─── Records for this exercise ───
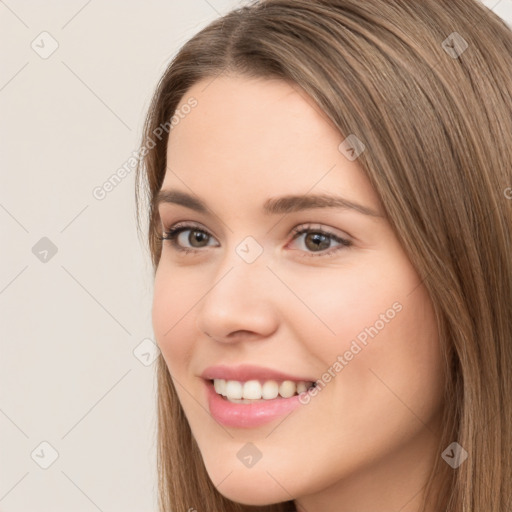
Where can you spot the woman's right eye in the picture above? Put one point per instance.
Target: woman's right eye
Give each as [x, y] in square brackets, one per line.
[178, 238]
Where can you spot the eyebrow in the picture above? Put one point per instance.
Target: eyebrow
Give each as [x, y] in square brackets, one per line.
[272, 206]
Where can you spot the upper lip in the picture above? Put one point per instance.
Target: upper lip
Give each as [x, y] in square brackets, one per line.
[247, 372]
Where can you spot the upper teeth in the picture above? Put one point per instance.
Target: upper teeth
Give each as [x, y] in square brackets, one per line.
[256, 390]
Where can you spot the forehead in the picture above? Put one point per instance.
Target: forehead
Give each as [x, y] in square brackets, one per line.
[258, 137]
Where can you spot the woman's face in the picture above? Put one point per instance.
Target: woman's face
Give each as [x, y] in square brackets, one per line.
[354, 317]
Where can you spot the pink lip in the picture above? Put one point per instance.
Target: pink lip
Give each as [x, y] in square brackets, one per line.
[247, 415]
[247, 372]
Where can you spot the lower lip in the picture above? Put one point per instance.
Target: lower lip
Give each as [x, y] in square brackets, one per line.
[248, 415]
───
= Exercise =
Reproduce word for word the stretch from the line containing "Where can you spot the pink" through the final line, including both ends.

= Task result =
Where can you spot the pink lip in the picture above? Put one point per instance.
Target: pink lip
Give each as [x, y] in square brackets, one per line.
[247, 415]
[247, 372]
Where can you spot the lower lip in the picture above? Put one point per instance.
Target: lower lip
Give each as [x, y] in square brackets, one per line.
[248, 415]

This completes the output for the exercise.